#### DOCUMENT TEXT:
▼▼▼

As an additional . . . I run the script in cron every minute, even
when NOAAPort is up . . . it certainly doesn't hurt anything.
Stonie
On Apr 28, 2007, at 12:19 PM, Gilbert Sebenste wrote:
Hello all,
As you know, last Saturday we had a tornado outbreak in Texas, and
the National Weather Service (NWS) NOAAport feed went down. When a
satellite broadcaster interfered by sending a rogue signal on the
same frequency that NOAAPort broadcasted on, it knocked just about
everyone's data feed out in the U.S., from the UNIDATA community,
to the media...in short, almost all external NWS data users. When
this happened, the only ways to get data were:
1. NOAAport feed fed directly by fiber from the NWS (very expensive)
2. Family Of Services, a slower speed with fewer text products and
model data, but high speed radar (also very $$$$)
3. NOAA All-Hazards Radio (fed by the AWIPS WAN)
4. Some NWS web sites (and not all data were available, especially
on NWS Region servers)...and they were generally very slow as
everyone hit them when the NOAAport feed went down
5. EMWIN
Should this ever happen again (it will), I have now set up an LDM
server that grabs the EMWIN feed via the Internet in near-real time.
Because of EMWIN's slow data feed (9600 baud), and how the NWS
sends out the files on their public server, there is a delay of
about 2-3 minutes with the feed in total. However, when you're in a
tornado outbreak and you have nothing else, you'll take ANYTHING
you can get your hands on!
So in that vein I am pleased to announce a new EMWIN feed site that
is fed directly from EMWIN's public FTP server. Here are the
caveats/legal stuff:
1. Data delayed a minimum of 2 minutes
2. Unsupported in that I won't have much time to work on it if it
goes down
3. This is an unofficial feed; as is, with all legal disclaimers
applying that you should not use this feed to save your life or the
lives of others, or use in any official way so that you don't get
into trouble when the warning comes in too late, or not at all if
the feed is down, etc etc etc.
4. I reserve the right to terminate the feed if my office gets hit
with a data outage; this server is used as a backup in case my main
office building has a major network connectivity problem that last
for days or weeks or longer. If that happens, I will feed NOAAport
to this backup machine and shut off EMWIN and access to all except
those who have already requested a NOAAPort feed from me. That
hasn't happened in the 8+ years I've been here, but you never know.

▲▲▲

According to the NOAAPort message, what is the speed of EMWIN's data feed? Draw only on the NOAAPort message above when responding.

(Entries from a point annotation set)
▼▼▼

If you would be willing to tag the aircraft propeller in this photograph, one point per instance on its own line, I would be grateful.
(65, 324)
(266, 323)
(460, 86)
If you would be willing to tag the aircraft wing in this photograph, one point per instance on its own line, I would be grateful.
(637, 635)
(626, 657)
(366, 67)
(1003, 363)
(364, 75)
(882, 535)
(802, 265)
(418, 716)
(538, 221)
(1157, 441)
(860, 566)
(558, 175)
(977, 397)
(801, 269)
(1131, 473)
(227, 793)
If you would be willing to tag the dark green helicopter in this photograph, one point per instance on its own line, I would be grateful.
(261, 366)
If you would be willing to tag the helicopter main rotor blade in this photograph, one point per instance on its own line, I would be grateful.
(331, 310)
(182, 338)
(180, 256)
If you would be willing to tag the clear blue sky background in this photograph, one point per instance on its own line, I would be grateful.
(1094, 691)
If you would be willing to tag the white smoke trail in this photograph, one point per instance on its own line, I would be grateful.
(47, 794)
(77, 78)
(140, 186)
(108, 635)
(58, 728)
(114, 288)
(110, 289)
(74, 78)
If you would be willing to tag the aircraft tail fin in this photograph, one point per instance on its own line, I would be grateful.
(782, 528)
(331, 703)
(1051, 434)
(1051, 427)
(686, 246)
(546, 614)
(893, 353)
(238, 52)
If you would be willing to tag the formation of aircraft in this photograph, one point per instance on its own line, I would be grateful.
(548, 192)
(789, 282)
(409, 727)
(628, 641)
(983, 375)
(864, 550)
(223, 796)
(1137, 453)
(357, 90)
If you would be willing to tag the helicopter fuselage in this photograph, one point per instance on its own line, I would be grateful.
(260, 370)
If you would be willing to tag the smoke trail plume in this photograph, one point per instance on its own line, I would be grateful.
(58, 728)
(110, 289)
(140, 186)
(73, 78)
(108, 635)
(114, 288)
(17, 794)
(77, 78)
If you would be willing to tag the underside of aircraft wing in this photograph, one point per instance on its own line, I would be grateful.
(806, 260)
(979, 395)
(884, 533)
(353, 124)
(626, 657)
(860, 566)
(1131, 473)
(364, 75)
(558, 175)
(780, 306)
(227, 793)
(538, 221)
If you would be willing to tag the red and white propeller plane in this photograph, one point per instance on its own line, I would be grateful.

▲▲▲

#### WORKED SOLUTION:
9600 baud.